Slashdot Mirror


DNA Confirms Cause of 1665 London's Great Plague (bbc.com)

Slashdot reader JThaddeus writes: The BBC reports that a 17th-century mass grave uncovered in London confirms the identity of the bacteria responsible for the Great Plague of 1665-1666. "Testing in Germany confirmed the presence of DNA from the Yersinia pestis bacterium -- the agent that causes bubonic plague -- rather than another pathogen." The grave contains approximately 3,500 skeletons... Teeth were removed from some of the skulls, and their pulp tested at the Max Planck Institute in Germany. Positive results were found in 5 of 20 individuals tested.
"To reassure anyone worried whether plague bacterium was released from the excavation work or scientific analysis, it doesn't survive in the ground," reports the BBC. The 3,500 graves represent roughly 3.5% of London's 100,000 victims of the Great Plague -- one-quarter of the city's entire population.

5 of 77 comments (clear)

  1. dumb statement by bloodhawk · · Score: 3, Interesting

    The thing to reassure people of is the fact the bubonic plague is treatable now unlike back then not that it can't live in the ground as that is a fairly pointless reassurance as the bacteria is still very much alive and well in the world. It still occasionally raises its head with outbreaks and results in 100+ deaths a year.

  2. Re:At what point? by Pax681 · · Score: 1, Interesting

    At what point are we allowed to dig up graves? After 100 years? 200 years? There are some massive cemeteries near me on land that could be repurposed rather than wasted.

    re-purpose them? that's some serious bollocks.. Here in Edinburgh, Scotland we STILL have "plague pits" as does EVERY town and city in Scotland.
    looking at Edinburgh you will see strange wee strips of land around the town and suburbs which are free ffrom housing and usually turned into gardens and fenced off.
    dog down far enough and you'll hit bone, lots of bone from dead people who died of the plague.
    These are NOT and never ill be dug up because....THE PLAGUE CAN LIE DORMANT FOR HUNDREDS OF YEARS and when you disturb that mass grave you are in for mass trouble.

__EXCERPTED DATA__:
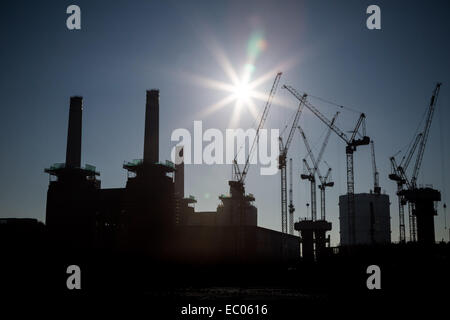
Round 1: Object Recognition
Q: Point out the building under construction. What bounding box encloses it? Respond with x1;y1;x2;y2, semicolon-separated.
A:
45;90;300;263
339;193;391;246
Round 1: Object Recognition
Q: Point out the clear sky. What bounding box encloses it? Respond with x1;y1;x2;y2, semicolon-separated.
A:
0;0;450;244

__TASKS AND EXERCISES__:
1. How many of the 20 individuals tested were positive, according to the Slashdot page on the Great Plague DNA?
2. Please continue the Slashdot page on the Great Plague DNA from its last sentence.

__ANSWERS BY ITEM NUMBER__:
1. Five of the 20 individuals tested were positive.

2.
    They also used plague pits for Typhus and anthrax outbreak victims.. basically any mass lergy and you ended up in a plague pit when you died. so these areas are NEVER and will NEVER be built upon.
    BTW it takes a special kind of cocksucker to want to dug up a grave, move bodies and build upon a grave site.

  3. Re:At what point? by Pax681 · · Score: 1, Interesting

    tell that to the City environment guys who shut us down quicker than Milo Yiannopolis shuts down a 3rd wave feminist!
    As I also mentioned... those same plague pits were also commonly used to typhus outbreak,smallpox, anthrax and any other mass lergy that happened.. everyone went into mass graves.
    Please feel free to phone the City of Edinburgh council Environment Dept to argue it out if you like.. +44 (0)131-200-2000 and ask them if it's ok to dig any areas of any of the plague pits in the city.... :-)

  4. Re:At what point? by lxs · · Score: 5, Interesting

    What's this obsession with old bones?

    The people are gone. Those who mourned them are gone. Burn the remains and let vegetation reclaim the minerals.

  5. Re: Unearthed Plague by AF_Cheddar_Head · · Score: 3, Interesting

    Prairie dogs didn't carry plague until ranchers started using it to kill prairie dogs. So kind of poetic justice that they give it right back.